Records from a data source:

══════════

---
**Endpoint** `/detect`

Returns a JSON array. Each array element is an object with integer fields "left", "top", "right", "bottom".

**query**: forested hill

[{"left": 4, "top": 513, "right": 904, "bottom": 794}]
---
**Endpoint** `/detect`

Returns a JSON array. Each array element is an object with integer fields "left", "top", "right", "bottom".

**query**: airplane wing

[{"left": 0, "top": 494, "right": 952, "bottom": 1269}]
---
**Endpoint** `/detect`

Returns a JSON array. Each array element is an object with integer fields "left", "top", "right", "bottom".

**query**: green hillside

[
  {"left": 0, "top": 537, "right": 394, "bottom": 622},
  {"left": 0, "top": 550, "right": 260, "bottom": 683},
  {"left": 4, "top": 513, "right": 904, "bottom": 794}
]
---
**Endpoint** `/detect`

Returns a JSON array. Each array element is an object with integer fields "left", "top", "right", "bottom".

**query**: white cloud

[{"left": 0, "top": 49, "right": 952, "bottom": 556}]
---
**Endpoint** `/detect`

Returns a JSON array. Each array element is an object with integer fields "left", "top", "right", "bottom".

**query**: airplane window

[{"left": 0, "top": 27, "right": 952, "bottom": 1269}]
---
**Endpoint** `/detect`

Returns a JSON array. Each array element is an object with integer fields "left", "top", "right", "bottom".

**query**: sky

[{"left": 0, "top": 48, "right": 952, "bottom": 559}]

══════════

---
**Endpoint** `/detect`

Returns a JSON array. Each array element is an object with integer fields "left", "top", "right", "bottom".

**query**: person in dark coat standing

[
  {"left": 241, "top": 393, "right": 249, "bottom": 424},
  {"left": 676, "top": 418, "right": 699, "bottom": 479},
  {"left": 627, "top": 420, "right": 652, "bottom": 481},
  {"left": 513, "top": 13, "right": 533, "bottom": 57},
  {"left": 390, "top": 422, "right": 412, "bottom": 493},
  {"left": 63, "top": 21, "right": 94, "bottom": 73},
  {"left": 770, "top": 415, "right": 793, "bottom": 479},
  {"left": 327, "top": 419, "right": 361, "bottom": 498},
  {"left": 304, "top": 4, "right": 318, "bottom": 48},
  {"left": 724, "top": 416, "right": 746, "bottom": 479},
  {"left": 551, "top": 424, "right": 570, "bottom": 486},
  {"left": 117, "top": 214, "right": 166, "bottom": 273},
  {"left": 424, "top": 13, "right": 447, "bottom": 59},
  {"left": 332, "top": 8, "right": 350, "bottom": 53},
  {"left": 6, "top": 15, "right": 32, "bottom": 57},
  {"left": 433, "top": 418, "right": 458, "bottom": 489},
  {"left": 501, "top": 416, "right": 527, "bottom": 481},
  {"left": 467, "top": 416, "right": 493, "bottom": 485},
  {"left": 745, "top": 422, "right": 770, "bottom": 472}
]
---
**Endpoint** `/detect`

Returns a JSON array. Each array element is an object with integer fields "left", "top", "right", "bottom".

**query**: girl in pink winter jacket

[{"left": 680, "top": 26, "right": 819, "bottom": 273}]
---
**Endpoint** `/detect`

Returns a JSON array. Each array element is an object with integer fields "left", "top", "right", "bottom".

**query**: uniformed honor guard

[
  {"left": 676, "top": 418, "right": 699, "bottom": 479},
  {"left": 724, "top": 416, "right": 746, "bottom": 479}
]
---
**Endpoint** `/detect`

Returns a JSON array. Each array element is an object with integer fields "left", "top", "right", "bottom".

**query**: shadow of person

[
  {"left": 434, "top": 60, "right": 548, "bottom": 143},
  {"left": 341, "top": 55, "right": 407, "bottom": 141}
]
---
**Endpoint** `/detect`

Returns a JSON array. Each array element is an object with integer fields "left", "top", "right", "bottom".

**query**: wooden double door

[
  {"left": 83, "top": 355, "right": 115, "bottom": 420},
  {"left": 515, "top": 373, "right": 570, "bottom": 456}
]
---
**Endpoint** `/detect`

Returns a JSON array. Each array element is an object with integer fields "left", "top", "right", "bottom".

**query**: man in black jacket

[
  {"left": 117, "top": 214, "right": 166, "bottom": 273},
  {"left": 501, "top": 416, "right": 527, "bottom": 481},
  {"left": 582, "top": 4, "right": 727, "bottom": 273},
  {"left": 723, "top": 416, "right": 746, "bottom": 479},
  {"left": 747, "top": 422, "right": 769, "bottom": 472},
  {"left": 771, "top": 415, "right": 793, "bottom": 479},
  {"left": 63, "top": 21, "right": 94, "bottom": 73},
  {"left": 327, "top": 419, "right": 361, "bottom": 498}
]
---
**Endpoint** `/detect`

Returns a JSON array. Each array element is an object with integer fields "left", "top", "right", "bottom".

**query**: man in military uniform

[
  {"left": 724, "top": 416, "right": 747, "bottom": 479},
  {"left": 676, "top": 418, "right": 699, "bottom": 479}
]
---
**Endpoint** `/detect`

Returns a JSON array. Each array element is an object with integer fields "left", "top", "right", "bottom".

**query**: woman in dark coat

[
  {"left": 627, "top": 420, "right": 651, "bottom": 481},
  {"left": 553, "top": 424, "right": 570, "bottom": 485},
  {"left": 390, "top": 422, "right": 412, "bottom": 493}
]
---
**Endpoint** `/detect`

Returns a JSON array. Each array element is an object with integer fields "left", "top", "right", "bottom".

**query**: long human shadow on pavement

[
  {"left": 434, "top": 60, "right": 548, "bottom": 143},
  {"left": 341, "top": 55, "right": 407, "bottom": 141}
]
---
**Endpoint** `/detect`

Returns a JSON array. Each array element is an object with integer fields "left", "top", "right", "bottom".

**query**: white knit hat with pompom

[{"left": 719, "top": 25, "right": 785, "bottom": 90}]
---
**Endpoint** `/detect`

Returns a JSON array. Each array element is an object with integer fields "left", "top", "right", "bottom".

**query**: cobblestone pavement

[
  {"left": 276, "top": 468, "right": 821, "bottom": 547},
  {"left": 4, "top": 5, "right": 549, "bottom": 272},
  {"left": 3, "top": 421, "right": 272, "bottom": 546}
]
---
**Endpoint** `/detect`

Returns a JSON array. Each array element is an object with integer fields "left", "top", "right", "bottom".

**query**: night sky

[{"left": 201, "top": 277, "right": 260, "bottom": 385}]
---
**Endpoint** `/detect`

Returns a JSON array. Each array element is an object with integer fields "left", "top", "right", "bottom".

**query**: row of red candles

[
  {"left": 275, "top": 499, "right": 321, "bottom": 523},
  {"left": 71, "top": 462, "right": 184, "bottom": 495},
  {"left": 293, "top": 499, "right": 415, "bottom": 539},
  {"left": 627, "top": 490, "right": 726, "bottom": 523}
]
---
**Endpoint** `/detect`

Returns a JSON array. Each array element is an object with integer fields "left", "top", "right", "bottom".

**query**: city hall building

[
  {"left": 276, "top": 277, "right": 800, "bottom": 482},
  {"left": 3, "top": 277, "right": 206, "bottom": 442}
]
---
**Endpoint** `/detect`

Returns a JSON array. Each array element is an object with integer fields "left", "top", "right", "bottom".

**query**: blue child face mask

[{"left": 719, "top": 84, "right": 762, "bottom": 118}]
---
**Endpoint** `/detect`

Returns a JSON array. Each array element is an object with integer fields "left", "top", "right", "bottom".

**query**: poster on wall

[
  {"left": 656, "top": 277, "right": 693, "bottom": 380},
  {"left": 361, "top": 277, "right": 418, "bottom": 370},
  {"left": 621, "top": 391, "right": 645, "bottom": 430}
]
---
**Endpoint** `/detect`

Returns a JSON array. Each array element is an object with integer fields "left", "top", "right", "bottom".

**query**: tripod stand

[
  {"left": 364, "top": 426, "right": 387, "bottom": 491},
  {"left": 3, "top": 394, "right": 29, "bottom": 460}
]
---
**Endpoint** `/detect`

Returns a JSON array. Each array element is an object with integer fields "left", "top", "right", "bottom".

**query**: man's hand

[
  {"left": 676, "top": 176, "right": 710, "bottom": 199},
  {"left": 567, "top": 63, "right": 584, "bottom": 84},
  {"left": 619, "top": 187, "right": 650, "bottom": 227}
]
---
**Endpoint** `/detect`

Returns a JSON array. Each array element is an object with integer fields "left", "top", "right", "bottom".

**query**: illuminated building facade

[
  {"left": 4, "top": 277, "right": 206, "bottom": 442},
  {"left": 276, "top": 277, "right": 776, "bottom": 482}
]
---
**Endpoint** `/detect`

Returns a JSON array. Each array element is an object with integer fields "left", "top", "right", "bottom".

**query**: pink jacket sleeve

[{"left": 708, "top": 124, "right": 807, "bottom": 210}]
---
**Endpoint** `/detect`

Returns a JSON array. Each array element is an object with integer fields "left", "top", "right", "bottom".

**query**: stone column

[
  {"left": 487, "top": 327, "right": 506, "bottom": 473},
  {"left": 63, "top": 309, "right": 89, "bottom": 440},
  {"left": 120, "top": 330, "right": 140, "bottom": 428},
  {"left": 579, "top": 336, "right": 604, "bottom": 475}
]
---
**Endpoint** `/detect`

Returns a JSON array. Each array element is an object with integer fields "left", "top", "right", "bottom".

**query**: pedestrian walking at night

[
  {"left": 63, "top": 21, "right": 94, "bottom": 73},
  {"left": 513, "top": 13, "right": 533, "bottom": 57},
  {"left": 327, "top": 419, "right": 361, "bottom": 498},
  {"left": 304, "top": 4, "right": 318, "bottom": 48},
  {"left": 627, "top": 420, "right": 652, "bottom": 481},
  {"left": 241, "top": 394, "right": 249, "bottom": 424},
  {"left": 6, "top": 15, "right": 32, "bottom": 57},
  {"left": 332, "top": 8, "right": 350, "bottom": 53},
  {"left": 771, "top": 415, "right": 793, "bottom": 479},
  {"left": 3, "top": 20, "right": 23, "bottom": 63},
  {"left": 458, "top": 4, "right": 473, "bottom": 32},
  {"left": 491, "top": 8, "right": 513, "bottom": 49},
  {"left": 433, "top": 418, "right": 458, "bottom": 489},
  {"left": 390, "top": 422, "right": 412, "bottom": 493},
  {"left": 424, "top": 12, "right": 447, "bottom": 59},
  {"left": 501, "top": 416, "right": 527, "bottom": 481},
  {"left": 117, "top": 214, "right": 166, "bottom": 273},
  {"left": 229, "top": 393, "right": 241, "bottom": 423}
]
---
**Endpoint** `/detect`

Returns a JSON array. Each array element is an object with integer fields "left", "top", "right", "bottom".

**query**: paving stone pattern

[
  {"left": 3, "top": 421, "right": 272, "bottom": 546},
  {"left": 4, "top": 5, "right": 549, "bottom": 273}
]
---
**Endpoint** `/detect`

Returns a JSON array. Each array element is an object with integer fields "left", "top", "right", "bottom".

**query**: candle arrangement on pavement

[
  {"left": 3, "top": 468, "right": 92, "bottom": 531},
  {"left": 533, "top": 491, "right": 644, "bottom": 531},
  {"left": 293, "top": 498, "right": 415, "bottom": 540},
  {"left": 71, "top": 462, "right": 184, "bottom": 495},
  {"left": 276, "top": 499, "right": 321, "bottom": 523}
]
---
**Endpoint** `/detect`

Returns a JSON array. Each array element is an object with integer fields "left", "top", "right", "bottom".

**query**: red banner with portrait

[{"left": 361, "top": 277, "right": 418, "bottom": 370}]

══════════

■ Exercise description ■
Count the lines of the records that contain the string "shadow", matching case exactly. Reply with the number only.

■ Full response ■
2